═════ Document extract ═════

University of Birmingham researchers compared weight loss among obese and overweight women and men enrolled in commercial weight-loss programs that lasted 12 weeks (Weight Watchers, Slimming World, Rosemary Conley) or in primary care-based programs (group-based dietetics, general practice one-to-one counseling, pharmacy one-to-one counseling).
The study also included a control group of patients who were given 12 vouchers for free use of a local fitness center.
There were 740 people at the start of the study, and follow-up data were available for 658 of them at the end of the 12-week program and for 522 of them one year later.
Participants in all the programs had significant weight loss after 12 weeks, with the average ranging from 9.7 pounds among those in Weight Watchers to 3.1 pounds among those in general practice counseling. Weight loss among participants in the primary care programs was no better than among those in the control group.
After one year, statistically significant weight loss was evident in all groups except for the general practice and pharmacy counseling programs. However, participants in Weight Watchers were the only ones to achieve much greater weight loss than those in the control group.
An increase in physical activity was noted in all groups, with the smallest increase among those in the general practice counseling program.
The researchers also found that attendance was highest in Weight Watchers and lowest in the primary care programs, which were also the most costly.
"Our findings suggest that a 12-week group-based dedicated program of weight management can result in clinically useful amounts of weight loss that are sustained at one year," the study authors wrote.
"Commercially provided weight-management services are more effective and cheaper than primary care-based services led by specially trained staff, which are ineffective," they added.
The study was published online Nov. 3 in theBMJ.

═════ Provided data ═════

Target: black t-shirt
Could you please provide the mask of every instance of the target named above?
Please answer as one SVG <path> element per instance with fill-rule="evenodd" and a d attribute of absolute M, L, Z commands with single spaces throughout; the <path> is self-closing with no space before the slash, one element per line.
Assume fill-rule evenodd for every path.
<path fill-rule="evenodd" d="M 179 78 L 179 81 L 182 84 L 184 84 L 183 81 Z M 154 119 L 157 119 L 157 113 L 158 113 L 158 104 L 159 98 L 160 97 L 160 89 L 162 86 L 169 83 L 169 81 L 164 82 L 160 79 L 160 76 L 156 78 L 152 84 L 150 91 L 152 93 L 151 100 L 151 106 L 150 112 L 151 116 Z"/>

═════

- _Problems to solve_:
1 - Say whether each statement agrees with the weight-loss study text, answering yes or no and quoting the words that decide it. (a) Follow-up data one year later were available for 522 participants. (b) Attendance was highest in the primary care programs. (c) The smallest increase in physical activity came in the pharmacy counseling program.
2 - In the weight-loss study text, rewrite the paragraph beginning "After one year" as a single shorter sentence that keeps its main facts.
3 - From the weight-loss study text, copy the passage word for word, starting with "University of Birmingham" and going on through "one year later.".

- _Outputs for the tasks_:
1 -
(a) Yes: "for 522 of them one year later."
(b) No: "attendance was highest in Weight Watchers and lowest in the primary care programs"
(c) No: "with the smallest increase among those in the general practice counseling program"

2 - A year later, every group except general practice and pharmacy counseling showed statistically significant weight loss, but only Weight Watchers participants lost much more than the control group.

3 -
University of Birmingham researchers compared weight loss among obese and overweight women and men enrolled in commercial weight-loss programs that lasted 12 weeks (Weight Watchers, Slimming World, Rosemary Conley) or in primary care-based programs (group-based dietetics, general practice one-to-one counseling, pharmacy one-to-one counseling).
The study also included a control group of patients who were given 12 vouchers for free use of a local fitness center.
There were 740 people at the start of the study, and follow-up data were available for 658 of them at the end of the 12-week program and for 522 of them one year later.